## Aim of the task:
Copy every record below exactly.

## Task inputs:
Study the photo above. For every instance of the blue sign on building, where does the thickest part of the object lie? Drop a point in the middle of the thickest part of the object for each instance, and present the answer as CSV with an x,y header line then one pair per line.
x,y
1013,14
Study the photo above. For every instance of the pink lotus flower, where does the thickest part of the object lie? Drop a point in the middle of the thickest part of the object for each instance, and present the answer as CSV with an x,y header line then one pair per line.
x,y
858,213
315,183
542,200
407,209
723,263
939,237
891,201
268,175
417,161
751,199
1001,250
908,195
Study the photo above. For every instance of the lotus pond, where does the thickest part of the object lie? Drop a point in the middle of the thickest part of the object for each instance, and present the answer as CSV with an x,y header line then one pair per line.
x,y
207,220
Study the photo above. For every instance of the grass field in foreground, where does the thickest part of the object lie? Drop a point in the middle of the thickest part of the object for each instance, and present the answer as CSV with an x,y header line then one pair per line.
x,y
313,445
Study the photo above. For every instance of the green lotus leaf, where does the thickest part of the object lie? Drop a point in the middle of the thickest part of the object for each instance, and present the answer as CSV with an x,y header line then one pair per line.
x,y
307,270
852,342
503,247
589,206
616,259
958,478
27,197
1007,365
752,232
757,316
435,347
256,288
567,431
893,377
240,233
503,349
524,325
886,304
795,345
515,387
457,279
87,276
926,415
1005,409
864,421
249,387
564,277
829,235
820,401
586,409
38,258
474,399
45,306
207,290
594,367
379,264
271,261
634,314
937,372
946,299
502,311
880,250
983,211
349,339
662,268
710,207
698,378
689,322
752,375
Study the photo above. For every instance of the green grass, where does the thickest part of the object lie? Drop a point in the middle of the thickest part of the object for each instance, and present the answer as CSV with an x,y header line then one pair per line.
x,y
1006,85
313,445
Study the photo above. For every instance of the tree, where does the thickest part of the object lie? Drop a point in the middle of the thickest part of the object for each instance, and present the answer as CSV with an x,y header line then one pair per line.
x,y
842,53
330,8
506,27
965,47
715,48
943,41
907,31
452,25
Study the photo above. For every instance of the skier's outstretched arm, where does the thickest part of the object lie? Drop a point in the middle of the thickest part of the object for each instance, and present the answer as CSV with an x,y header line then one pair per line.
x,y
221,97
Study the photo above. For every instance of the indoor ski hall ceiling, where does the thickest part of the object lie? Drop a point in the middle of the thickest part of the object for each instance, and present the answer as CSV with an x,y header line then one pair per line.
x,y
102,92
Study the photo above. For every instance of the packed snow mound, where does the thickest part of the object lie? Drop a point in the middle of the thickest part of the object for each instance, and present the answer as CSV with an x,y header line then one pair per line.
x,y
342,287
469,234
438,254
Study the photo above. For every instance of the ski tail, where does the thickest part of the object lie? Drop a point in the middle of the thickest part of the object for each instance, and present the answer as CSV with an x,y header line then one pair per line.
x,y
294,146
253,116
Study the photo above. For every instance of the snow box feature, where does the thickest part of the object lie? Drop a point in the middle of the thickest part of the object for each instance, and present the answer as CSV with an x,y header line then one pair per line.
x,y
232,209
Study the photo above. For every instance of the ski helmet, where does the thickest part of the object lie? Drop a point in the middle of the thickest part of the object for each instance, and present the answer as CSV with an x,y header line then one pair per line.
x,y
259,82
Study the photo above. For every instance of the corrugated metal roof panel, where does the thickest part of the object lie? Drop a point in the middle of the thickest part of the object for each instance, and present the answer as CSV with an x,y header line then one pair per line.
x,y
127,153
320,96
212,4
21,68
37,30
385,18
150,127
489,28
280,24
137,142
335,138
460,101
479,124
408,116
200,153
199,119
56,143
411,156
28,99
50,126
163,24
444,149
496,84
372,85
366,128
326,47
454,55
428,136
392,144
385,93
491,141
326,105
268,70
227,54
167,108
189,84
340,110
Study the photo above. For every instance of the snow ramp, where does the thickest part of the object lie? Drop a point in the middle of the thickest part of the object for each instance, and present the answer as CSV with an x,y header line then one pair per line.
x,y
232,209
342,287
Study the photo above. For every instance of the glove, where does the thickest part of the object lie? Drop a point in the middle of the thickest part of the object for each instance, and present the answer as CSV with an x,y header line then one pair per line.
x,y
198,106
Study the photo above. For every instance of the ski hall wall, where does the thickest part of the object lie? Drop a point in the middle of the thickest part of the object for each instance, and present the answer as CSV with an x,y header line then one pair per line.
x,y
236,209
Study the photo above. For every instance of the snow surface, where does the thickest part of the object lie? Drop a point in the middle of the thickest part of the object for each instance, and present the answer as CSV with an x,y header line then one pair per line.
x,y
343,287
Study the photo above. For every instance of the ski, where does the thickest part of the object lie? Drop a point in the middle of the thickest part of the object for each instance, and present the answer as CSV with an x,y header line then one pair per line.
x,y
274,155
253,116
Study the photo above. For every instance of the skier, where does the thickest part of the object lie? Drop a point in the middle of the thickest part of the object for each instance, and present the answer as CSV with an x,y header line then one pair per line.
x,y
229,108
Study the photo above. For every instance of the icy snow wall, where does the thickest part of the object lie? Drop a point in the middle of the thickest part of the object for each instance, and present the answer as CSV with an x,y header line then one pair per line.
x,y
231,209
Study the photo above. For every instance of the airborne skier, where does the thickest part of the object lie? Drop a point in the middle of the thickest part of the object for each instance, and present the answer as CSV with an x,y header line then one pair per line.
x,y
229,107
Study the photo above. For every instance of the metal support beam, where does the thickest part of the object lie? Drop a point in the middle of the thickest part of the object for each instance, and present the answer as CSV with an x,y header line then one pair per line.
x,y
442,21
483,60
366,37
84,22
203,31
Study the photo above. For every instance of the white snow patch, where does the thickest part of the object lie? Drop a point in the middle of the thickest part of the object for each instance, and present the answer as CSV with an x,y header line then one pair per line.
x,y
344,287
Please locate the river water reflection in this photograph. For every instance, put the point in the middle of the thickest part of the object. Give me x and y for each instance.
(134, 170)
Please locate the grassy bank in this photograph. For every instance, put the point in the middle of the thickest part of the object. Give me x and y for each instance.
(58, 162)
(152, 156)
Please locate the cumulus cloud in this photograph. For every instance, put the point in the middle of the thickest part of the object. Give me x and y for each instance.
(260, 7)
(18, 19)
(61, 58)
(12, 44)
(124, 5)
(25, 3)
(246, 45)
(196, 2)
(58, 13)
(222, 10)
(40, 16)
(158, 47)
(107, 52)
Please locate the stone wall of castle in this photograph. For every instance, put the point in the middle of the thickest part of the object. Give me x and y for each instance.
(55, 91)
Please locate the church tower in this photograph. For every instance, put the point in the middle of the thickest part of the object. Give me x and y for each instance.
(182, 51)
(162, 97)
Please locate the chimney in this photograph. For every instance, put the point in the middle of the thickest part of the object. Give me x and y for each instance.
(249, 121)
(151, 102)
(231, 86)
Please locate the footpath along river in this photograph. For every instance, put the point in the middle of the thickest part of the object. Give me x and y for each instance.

## Written answer:
Study the photo above. For every instance of the blue sign on building, where does the thickest part of the object lie? Drop a point in the middle of the thickest part of the object for each instance, and present the answer as CSV with an x,y header line then one pair per line.
x,y
1013,14
Study the photo above. For every instance of the pink lotus flower, where does the thickest part of the object lie? Drop a point in the middle of the thickest part of the object for each instance, and present the answer as CSV with an x,y header line then one pair per line.
x,y
858,213
315,183
542,200
407,209
723,263
939,237
891,201
268,175
417,161
751,199
1001,250
908,195
Study the photo above. For every instance of the lotus pond, where does the thickest part of the object lie? Drop a point in the middle of the thickest part of the object for each instance, and present the answer as CSV with an x,y header line then one pair per line.
x,y
207,220
Study the photo above. For every instance of the grass field in foreground, where does the thickest part of the object lie? Drop a point in the middle of the thickest part of the object for each instance, and present the answer as CSV with an x,y header line then one pair per line.
x,y
313,445
Study the photo above. For every instance of the green lotus leaf, where does the thickest part of the object lie? Drop a point in the middle of the thickest part of the object for each instance, and present the answer as CSV with an x,y header line then one pair per line.
x,y
307,270
852,342
503,247
589,206
616,259
958,478
27,197
1007,365
752,232
757,316
435,347
256,288
567,431
893,377
240,233
503,349
524,325
886,304
795,345
515,387
457,279
87,276
926,415
1005,409
864,421
249,387
564,277
829,235
820,401
586,409
38,258
474,399
45,306
207,290
594,367
379,264
271,261
634,314
937,372
946,299
502,311
880,250
983,211
349,339
662,268
710,207
698,378
689,322
752,375
Study the photo above. For every instance of the green grass, where does the thickest part of the object lie? Drop a point in the middle of the thickest part of the object for each instance, and present the answer as CSV with an x,y header line then one pair per line.
x,y
1006,85
313,445
Study the photo above. For every instance of the tree, where does the thickest part of the object lie? Drop a point in the middle of the thickest part of the object for each instance, and present the answer as CSV with an x,y header line then one pair per line.
x,y
842,53
330,8
506,27
965,47
715,48
943,41
907,31
452,25
Study the photo above. For every instance of the skier's outstretched arm, where does the thickest part of the object lie? Drop a point in the middle of the thickest part of the object for each instance, and present the answer as CSV with an x,y header line then one pair per line.
x,y
221,97
Study the photo above. For every instance of the indoor ski hall ceiling, where does the thickest part of the object lie? Drop a point in the middle of the thickest part of the object for each instance, and present the answer as CSV with an x,y header line then one pair per line.
x,y
102,92
Study the photo above. For every instance of the packed snow mound, where does the thickest part of the object lie? Drop a point in the middle of the thickest part of the object for each instance, and present the answer as CSV with an x,y header line then one pair per line.
x,y
342,287
469,234
438,254
Study the photo above. For every instance of the ski tail, where does the thickest part of the object lie? Drop a point in the middle of the thickest part of the object for each instance, and present the answer as CSV with an x,y header line then one pair per line.
x,y
294,146
253,116
Study the photo above. For every instance of the snow box feature, where does the thickest part of the object lie? Drop a point in the middle of the thickest part of the object for each instance, and present the answer as CSV with an x,y header line then one pair per line.
x,y
232,209
Study the photo above. For every instance of the ski helmet, where does the thickest part of the object lie? Drop a point in the middle of the thickest part of the object for each instance, and present the answer as CSV with an x,y header line then one pair per line.
x,y
259,82
Study the photo above. For every instance of the corrugated metal roof panel, where does the thickest part of the object lie? Drop a point in the middle of the thickest part of the object for each instance, and present the answer as CSV with an x,y header line then one pair per line.
x,y
127,153
320,96
212,4
21,68
37,30
385,18
150,127
489,28
280,24
137,142
335,138
460,101
479,124
408,116
200,153
199,119
56,143
411,156
28,99
50,126
163,24
444,149
496,84
372,85
366,128
326,47
454,55
428,136
392,144
385,93
491,141
326,105
268,70
227,54
167,108
189,84
340,110
Study the photo above. For every instance of the snow ramp, where does the thickest part of the object lie? Drop a point in the middle of the thickest part of the object for each instance, and present the answer as CSV with an x,y header line then one pair per line.
x,y
232,209
342,287
Study the photo above. For every instance of the glove, where does the thickest part of the object lie? Drop a point in the middle of the thickest part of the object for each instance, and present the answer as CSV with an x,y header line then one pair per line.
x,y
198,106
Study the photo above. For every instance of the ski hall wall, where does the thickest part of the object lie? Drop a point in the middle of the thickest part of the object for each instance, and present the answer as CSV with an x,y header line then one pair per line.
x,y
236,209
Study the photo above. For every instance of the snow surface, where does the thickest part of the object lie? Drop a point in the middle of the thickest part of the object for each instance, and present the answer as CSV with an x,y header line then one pair per line.
x,y
343,287
Study the photo above. For every instance of the ski, where does the thickest part of the object lie? Drop a point in the middle of the thickest part of the object for each instance, and present the answer as CSV with an x,y header line then one pair per line.
x,y
274,155
253,116
Study the photo above. For every instance of the skier, where does the thickest part of the object lie? Drop a point in the middle of the thickest part of the object for each instance, and present the answer as CSV with an x,y header line then one pair per line.
x,y
229,108
Study the photo above. For every instance of the icy snow wall, where does the thickest part of the object lie? Drop a point in the middle of the thickest part of the object for each instance, and present the answer as CSV with an x,y header line then one pair per line.
x,y
231,209
Study the photo above. For every instance of the airborne skier, where does the thickest part of the object lie? Drop a point in the middle of the thickest part of the object for each instance, and present the answer as CSV with an x,y header line then one pair per line.
x,y
229,107
Study the photo above. For every instance of the metal support beam, where does the thickest part of the object lie? Drop a point in the middle of the thickest part of the object for each instance, and present the answer as CSV with an x,y header line then one pair per line.
x,y
442,21
483,60
366,37
84,22
203,31
Study the photo above. For every instance of the white snow patch, where does the thickest part of the object lie? Drop a point in the middle of the thickest part of the object for each instance, and present the answer as CSV with an x,y header line then one pair per line.
x,y
344,287
Please locate the river water reflection in this photograph. For every instance, put the point in the middle of the thickest part of the object. Give me x and y for each instance.
(134, 170)
Please locate the grassy bank in this photograph. For every instance, put the point in the middle of the thickest part of the object. Give me x and y for each instance.
(58, 162)
(152, 156)
Please locate the cumulus cloud in this photograph. For every instance, put the point in the middle of the thickest part of the object. Give me x and y for each instance.
(260, 7)
(18, 19)
(61, 58)
(12, 44)
(124, 5)
(25, 3)
(246, 45)
(196, 2)
(58, 13)
(222, 10)
(40, 16)
(158, 47)
(107, 52)
Please locate the stone wall of castle in this photograph. For every instance, put the point in the middle of the thickest part of the object. Give me x and y for each instance.
(55, 91)
Please locate the church tower in this photograph. For every instance, put the point in the middle of the thickest part of the object. Give me x and y for each instance.
(182, 51)
(162, 97)
Please locate the chimney in this photograph. For every instance, put the point in the middle of the thickest part of the object. Give me x and y for each instance.
(249, 121)
(151, 102)
(231, 86)
Please locate the footpath along river in this photograph. For every instance, put the point in the middle of the thickest part of the object. Give me x and y for each instance.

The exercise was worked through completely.